During startup, recovery must validate DWB records by checksum, relation identity, block number, page LSN, and DWB fsync generation. A DWB record without proof of durable completion is a hint, not a recovery source. PostgreSQL page checksums, when enabled, help detect torn pages, but detection is not repair.

Verification: corrupt DWB records, destination pages, and WAL records independently in test images; recovery must either repair from a proven source or fail loudly.
Test against the actual storage stack.

PostgreSQL deployments differ by wal_sync_method, filesystem, cloud block device, hypervisor cache mode, RAID controller cache, and mount options. PostgreSQL documents several WAL sync methods, including fdatasync, fsync, open_sync, and open_datasync; Linux is not the whole production universe. The DWB claim is only meaningful on the stack where it is measured.

Verification: repeat crash-injection tests on the production-like filesystem and block layer, including VM-level kill, host reboot where available, and forced process termination.

In Practice

The public evidence points in one direction: the prototype failed because it copied an algorithm without copying the assumptions that make the algorithm true.

· · ·

- _What needs to be done_:
Answer from the DWB recovery passage:
1. By what five properties must recovery validate DWB records during startup?
2. Which WAL sync methods does the passage say PostgreSQL documents?
3. According to the "In Practice" section, why did the prototype fail?
Rely only on the DWB recovery passage; draw on no outside knowledge.

- _Items stored from a collection_:
· · ·

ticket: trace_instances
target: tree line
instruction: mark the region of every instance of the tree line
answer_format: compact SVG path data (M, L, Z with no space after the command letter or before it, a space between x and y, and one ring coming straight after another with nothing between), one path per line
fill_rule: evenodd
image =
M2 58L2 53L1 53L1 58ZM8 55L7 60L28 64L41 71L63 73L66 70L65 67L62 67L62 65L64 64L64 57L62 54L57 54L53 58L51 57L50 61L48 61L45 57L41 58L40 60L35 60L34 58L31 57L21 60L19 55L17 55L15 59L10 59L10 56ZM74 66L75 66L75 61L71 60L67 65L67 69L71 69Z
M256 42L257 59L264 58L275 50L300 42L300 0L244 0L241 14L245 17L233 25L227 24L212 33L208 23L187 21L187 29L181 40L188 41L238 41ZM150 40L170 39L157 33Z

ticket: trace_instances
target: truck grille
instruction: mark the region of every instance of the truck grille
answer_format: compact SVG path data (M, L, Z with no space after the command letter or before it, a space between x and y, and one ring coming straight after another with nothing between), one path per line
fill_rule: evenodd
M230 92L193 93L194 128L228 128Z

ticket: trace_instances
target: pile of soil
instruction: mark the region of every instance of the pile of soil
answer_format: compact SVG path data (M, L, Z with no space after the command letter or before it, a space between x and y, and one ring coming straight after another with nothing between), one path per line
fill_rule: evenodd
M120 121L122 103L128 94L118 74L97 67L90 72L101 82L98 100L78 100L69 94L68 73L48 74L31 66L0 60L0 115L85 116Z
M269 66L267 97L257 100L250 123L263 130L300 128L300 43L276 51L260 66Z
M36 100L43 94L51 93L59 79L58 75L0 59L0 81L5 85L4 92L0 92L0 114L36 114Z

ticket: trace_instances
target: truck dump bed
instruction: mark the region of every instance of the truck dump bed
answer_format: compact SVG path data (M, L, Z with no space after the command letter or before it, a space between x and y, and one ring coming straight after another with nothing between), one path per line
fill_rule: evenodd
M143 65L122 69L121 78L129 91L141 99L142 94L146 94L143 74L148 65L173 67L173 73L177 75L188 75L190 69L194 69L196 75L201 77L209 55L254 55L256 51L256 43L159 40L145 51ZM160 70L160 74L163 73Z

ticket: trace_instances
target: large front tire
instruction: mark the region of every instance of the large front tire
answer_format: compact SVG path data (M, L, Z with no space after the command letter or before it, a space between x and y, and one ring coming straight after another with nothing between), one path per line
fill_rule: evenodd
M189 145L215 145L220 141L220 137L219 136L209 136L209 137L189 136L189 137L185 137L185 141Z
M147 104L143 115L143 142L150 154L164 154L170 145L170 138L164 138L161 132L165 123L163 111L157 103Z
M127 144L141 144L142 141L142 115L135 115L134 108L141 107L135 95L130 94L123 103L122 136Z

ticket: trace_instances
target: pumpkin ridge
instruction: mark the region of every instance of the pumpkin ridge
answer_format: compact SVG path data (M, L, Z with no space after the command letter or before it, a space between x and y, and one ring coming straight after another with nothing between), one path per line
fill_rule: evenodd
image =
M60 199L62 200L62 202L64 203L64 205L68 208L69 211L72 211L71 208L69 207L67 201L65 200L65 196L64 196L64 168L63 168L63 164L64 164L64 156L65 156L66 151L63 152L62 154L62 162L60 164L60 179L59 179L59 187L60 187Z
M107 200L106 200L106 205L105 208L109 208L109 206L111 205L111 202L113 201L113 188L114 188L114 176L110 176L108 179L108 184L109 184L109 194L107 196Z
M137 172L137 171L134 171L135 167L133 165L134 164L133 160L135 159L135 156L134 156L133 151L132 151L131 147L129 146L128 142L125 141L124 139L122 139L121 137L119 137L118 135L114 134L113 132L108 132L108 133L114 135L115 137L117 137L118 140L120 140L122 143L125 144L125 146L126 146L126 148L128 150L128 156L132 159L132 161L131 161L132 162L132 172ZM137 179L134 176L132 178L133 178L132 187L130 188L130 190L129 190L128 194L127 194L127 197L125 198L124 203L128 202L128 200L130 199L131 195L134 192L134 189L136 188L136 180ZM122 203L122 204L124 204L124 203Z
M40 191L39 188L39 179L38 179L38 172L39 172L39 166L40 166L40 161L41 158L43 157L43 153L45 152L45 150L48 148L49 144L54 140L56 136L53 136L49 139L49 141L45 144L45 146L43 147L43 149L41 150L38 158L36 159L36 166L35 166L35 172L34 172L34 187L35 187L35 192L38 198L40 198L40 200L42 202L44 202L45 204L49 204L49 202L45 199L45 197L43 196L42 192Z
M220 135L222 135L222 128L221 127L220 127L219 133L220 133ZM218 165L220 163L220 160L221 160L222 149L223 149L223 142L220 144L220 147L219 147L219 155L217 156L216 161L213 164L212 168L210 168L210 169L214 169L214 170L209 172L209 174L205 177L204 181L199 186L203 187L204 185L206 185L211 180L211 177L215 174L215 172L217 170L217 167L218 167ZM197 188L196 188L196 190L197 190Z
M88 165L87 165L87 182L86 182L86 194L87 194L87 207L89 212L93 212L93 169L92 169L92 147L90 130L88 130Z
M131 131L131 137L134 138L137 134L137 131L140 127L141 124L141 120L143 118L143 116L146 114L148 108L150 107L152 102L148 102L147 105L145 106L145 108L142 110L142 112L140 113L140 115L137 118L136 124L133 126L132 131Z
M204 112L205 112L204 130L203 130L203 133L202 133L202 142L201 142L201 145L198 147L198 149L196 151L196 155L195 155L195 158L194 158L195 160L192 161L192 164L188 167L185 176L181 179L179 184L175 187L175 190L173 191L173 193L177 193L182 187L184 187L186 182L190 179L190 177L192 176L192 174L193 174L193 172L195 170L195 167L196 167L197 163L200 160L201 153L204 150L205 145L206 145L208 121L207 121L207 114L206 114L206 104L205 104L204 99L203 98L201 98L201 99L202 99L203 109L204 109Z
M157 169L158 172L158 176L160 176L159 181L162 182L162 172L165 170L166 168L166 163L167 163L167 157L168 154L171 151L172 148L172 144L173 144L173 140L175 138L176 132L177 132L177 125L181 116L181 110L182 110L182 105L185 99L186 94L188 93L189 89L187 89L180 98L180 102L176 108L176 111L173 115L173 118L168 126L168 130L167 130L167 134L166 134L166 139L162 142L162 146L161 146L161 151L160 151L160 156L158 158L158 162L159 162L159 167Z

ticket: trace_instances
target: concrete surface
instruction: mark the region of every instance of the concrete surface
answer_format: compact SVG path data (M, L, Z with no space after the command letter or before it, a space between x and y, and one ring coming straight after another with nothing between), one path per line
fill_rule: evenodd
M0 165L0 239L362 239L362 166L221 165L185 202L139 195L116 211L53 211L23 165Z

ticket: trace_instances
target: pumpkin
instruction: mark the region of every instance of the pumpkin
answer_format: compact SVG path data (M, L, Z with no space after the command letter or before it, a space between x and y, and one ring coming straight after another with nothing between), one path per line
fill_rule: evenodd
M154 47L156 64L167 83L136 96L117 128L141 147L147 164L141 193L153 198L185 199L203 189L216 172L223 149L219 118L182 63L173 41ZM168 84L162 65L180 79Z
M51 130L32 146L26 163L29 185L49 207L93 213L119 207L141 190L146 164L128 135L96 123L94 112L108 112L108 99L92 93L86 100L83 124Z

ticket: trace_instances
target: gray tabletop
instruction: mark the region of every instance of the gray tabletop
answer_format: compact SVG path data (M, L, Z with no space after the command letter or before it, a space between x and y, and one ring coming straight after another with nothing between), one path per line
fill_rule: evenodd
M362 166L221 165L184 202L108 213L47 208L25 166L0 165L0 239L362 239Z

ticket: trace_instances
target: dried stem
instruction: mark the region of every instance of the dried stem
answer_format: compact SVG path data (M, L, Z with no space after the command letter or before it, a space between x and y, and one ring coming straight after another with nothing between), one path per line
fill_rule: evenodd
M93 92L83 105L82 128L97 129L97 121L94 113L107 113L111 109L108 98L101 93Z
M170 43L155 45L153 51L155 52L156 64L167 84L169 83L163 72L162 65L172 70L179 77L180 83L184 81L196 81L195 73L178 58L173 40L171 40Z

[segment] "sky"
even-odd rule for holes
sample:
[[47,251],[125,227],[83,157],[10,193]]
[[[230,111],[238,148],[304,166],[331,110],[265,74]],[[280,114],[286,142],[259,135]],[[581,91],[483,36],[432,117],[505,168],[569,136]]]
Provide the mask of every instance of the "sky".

· · ·

- _Exercise solution_:
1. Checksum, relation identity, block number, page LSN, and DWB fsync generation.
2. fdatasync, fsync, open_sync, and open_datasync.
3. It copied an algorithm without copying the assumptions that make the algorithm true.